TASK REQUIREMENTS:
Print the data below line for line, with the pictures left out.

BEGIN EXCERPTED DATA

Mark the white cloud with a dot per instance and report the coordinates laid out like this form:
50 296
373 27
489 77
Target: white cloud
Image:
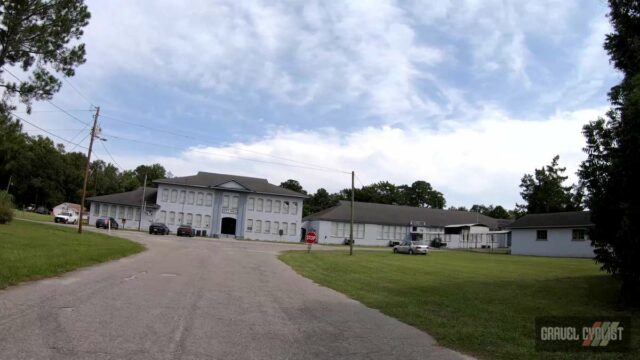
478 163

END EXCERPTED DATA

SOLUTION FOR THIS EXERCISE:
Mark the white cloud with a dot per instance and report the coordinates laid out like this form:
50 296
373 27
489 77
Target: white cloud
Image:
478 163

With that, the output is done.